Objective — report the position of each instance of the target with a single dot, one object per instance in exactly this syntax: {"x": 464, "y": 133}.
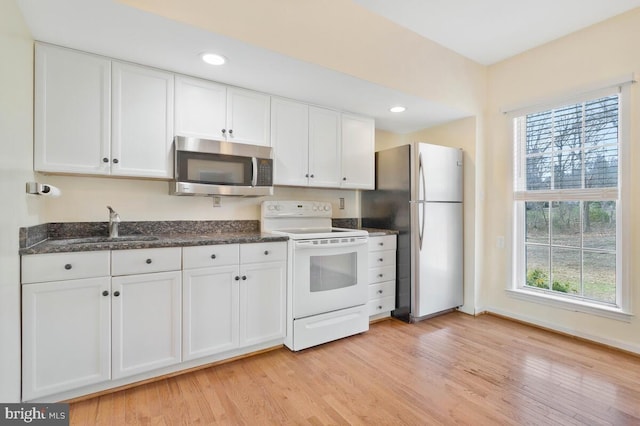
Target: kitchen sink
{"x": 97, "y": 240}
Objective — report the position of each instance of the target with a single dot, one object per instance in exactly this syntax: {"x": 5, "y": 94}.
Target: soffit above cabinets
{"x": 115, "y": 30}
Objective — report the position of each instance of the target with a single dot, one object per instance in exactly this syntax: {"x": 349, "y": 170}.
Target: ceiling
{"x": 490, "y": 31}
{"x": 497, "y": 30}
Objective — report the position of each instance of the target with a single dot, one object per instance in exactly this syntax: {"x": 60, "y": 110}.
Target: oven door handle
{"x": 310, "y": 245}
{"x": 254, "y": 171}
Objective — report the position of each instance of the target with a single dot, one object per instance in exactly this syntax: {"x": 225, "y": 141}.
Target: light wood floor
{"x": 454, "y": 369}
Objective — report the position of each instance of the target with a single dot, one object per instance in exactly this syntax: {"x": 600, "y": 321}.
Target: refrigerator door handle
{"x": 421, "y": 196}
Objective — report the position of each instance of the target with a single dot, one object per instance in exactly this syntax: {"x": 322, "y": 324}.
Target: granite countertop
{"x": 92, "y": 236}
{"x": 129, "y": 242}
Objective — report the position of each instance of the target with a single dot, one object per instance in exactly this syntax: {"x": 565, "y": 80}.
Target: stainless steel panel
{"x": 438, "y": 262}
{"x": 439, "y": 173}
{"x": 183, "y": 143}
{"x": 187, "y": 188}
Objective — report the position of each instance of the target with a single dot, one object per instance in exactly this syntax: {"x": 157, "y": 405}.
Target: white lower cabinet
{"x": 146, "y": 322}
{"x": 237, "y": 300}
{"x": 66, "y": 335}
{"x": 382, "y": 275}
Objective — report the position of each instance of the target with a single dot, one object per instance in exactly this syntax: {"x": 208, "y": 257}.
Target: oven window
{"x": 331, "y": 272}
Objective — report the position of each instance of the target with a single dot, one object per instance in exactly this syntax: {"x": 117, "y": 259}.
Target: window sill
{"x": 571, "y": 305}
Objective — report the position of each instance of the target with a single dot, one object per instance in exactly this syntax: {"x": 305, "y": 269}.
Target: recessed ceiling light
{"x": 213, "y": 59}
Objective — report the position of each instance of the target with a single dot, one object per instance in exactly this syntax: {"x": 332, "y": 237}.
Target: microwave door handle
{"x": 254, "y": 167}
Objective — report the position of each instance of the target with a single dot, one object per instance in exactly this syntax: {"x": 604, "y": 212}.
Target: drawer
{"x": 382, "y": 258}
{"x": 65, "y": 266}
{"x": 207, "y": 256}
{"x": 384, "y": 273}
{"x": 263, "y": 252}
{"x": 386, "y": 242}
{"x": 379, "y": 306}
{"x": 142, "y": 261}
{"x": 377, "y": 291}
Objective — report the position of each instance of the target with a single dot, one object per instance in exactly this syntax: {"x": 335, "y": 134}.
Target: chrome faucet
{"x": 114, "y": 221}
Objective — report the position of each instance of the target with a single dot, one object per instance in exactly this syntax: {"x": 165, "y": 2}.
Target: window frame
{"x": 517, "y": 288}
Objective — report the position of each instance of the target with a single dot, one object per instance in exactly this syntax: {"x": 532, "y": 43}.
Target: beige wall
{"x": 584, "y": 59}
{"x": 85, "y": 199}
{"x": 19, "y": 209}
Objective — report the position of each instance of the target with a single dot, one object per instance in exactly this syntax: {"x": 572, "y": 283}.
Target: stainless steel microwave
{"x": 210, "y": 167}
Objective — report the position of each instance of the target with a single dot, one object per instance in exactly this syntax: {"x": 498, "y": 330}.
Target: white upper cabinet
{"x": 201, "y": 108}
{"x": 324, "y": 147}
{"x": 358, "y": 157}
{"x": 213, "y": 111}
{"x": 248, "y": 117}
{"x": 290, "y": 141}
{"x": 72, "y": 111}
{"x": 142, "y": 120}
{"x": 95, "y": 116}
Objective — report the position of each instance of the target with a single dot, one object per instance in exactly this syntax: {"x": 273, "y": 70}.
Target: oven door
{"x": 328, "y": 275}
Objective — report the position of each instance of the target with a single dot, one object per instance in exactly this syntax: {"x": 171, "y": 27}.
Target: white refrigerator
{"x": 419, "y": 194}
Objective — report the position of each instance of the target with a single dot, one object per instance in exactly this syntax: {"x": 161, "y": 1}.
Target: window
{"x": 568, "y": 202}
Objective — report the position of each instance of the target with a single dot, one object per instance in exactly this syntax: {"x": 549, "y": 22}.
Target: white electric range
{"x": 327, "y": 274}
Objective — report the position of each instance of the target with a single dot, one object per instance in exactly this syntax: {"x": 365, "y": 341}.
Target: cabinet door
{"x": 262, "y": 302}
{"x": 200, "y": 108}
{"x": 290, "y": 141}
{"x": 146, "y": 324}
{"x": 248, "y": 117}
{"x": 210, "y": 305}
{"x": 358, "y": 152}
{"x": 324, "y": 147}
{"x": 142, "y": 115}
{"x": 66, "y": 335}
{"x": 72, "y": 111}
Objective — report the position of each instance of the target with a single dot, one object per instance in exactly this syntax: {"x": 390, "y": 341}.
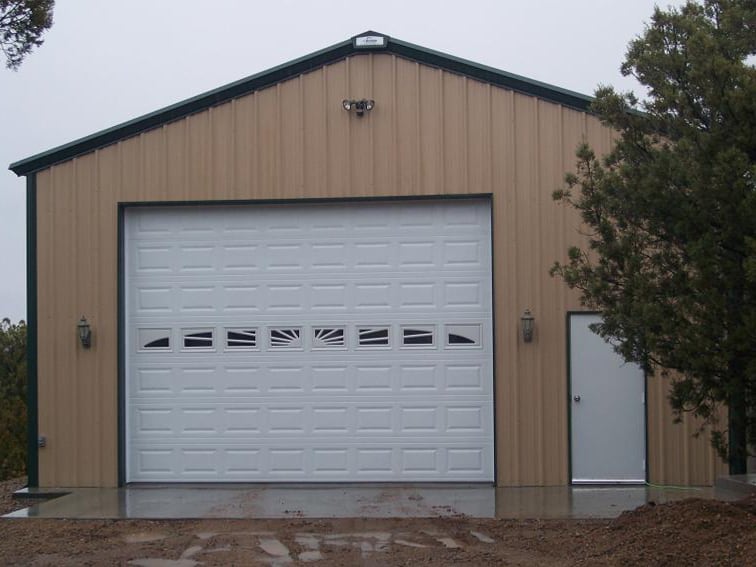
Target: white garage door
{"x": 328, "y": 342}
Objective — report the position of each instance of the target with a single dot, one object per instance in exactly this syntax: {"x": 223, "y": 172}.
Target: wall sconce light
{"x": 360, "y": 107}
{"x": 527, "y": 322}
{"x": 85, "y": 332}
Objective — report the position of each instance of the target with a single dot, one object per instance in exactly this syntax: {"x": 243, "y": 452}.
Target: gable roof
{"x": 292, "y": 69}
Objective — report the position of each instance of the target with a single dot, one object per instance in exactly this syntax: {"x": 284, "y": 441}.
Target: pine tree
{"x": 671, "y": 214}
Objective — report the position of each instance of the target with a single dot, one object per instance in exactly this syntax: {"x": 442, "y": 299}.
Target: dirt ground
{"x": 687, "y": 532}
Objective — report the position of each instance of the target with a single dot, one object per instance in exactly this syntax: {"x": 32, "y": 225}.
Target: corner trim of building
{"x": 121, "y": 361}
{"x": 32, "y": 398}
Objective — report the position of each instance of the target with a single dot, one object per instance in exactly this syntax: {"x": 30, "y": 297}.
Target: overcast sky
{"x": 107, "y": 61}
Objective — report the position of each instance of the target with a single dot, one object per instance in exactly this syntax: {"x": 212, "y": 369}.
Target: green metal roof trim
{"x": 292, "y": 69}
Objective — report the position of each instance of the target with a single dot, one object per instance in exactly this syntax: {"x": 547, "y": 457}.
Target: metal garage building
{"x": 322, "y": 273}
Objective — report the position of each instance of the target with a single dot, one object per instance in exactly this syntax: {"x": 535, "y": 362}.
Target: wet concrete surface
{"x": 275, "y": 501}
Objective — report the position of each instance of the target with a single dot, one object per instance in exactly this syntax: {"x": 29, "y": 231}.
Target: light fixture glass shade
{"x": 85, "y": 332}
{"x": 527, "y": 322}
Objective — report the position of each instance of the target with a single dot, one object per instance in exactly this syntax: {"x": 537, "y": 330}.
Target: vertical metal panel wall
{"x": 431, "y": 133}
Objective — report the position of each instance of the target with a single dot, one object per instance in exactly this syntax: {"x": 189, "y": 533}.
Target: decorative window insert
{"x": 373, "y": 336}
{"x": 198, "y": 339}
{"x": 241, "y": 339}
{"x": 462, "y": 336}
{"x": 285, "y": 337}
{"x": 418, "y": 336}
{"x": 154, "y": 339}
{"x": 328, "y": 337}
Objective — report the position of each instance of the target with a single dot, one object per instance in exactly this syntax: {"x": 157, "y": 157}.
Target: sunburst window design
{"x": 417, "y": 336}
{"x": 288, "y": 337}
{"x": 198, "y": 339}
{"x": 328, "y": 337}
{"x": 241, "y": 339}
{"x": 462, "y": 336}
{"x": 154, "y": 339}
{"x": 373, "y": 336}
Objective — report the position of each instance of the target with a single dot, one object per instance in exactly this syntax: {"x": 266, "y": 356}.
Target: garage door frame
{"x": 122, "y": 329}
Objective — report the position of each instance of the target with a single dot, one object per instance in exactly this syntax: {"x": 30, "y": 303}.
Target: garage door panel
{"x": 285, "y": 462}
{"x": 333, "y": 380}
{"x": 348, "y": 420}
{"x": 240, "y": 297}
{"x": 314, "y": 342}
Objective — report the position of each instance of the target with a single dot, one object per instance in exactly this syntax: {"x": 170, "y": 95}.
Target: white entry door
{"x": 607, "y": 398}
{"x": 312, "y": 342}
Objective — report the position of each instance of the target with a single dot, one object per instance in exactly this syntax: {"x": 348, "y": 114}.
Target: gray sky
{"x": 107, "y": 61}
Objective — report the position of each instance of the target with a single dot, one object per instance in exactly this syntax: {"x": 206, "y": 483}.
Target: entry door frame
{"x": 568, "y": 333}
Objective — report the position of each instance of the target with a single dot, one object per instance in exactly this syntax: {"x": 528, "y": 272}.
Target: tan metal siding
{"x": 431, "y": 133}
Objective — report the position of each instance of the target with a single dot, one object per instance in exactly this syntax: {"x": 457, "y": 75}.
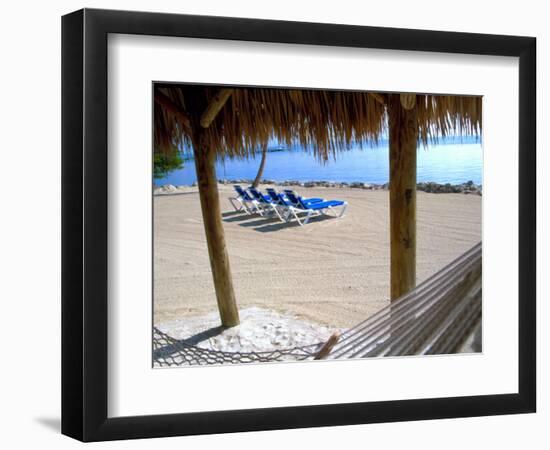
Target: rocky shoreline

☆ ☆ ☆

* WRITTEN INSTRUCTION: List each line of the records that contains the string "roof", copying every such line in full. Case counts when matching.

* TASK RESPONSE:
Target: gable roof
Target: green metal roof trim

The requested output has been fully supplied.